THE PROBLEM: Produce the listing below again, exactly as shown.

EXCERPTED DATA:
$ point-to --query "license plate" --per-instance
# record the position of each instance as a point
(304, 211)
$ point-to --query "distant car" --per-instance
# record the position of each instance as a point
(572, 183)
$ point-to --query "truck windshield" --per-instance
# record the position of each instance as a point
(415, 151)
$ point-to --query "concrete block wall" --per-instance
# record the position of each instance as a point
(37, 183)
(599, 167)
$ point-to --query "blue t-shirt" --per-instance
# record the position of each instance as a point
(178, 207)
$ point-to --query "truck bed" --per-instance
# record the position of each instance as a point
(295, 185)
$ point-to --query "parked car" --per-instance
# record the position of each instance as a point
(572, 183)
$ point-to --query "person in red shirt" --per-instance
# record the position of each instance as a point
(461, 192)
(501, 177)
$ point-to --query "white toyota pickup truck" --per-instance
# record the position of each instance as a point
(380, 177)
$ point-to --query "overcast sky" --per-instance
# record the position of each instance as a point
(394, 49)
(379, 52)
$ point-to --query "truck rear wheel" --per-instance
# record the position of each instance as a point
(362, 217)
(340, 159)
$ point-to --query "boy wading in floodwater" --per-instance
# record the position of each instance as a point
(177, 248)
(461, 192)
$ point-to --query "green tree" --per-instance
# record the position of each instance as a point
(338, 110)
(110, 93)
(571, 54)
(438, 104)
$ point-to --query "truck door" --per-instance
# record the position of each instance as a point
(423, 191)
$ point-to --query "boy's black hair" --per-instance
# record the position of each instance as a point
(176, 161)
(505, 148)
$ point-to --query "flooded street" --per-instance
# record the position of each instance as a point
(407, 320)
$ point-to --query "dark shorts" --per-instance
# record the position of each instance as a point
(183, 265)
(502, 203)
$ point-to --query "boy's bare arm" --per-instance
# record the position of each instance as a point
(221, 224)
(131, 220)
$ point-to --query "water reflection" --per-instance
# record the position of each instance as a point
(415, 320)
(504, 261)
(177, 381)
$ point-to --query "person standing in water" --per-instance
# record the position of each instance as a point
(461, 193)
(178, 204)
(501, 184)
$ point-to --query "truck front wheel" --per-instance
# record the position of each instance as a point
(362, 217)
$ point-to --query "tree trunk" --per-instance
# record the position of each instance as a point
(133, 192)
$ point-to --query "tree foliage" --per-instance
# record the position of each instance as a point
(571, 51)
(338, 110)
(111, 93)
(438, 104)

RIGHT ANSWER:
$ point-to --query "license plate" --per-instance
# record the position of each instance as a point
(304, 211)
$ point-to --query "distant car" --per-instance
# record the position of each instance as a point
(572, 183)
$ point-to --query "truck windshield" --per-instance
# record the position of each instance as a point
(415, 151)
$ point-to --query "concrete block wall" --per-instance
# record the position of each instance as a point
(37, 183)
(599, 167)
$ point-to --query "blue t-shirt" --per-instance
# record the position of each instance as a point
(178, 207)
$ point-to --query "truck bed" --per-instance
# record the position of each instance as a point
(295, 185)
$ point-to --query "parked car" --per-instance
# record the position of each instance as a point
(572, 183)
$ point-to --query "person in red shirt" --per-instance
# record the position of each instance as a point
(461, 192)
(501, 177)
$ point-to --query "white toyota pickup truck" --per-instance
# record the position of each instance as a point
(380, 177)
$ point-to --query "overcast sky" --per-instance
# record the position of each instance as a point
(394, 49)
(379, 52)
$ point-to --query "truck rear wheel" --per-instance
# record the position of each instance as a point
(362, 217)
(340, 159)
$ point-to --query "boy wading in floodwater" --per-instance
# record the position of each instance as a point
(177, 248)
(461, 192)
$ point-to --query "green tree" --per-instance
# record the position of each instance as a point
(338, 110)
(110, 93)
(571, 54)
(438, 104)
$ point-to --query "truck door" --per-instance
# record the position of each instance as a point
(423, 191)
$ point-to --query "boy's black hair" --per-instance
# record the position of each instance as a point
(176, 161)
(505, 148)
$ point-to --query "flooded street" --per-instance
# record the position of each instance as a point
(407, 320)
$ point-to --query "dark shorts" --per-instance
# record the position of each instance as a point
(183, 265)
(502, 203)
$ point-to --query "boy's bare arm" --per-instance
# record the position of each instance as a point
(221, 224)
(131, 220)
$ point-to --query "water reflection" --per-instance
# record the position of each instance as a point
(415, 320)
(504, 261)
(177, 381)
$ point-to --query "person standing in water" --per-instance
# record the position of each instance as a point
(461, 193)
(178, 204)
(501, 184)
$ point-to --query "truck front wheel" --per-instance
# record the position of each instance as a point
(362, 217)
$ point-to --query "tree trunk" --per-instance
# record the position of each instance as a point
(133, 192)
$ point-to --query "tree foliage" --per-instance
# record the position of each instance as a point
(571, 51)
(338, 110)
(111, 93)
(438, 104)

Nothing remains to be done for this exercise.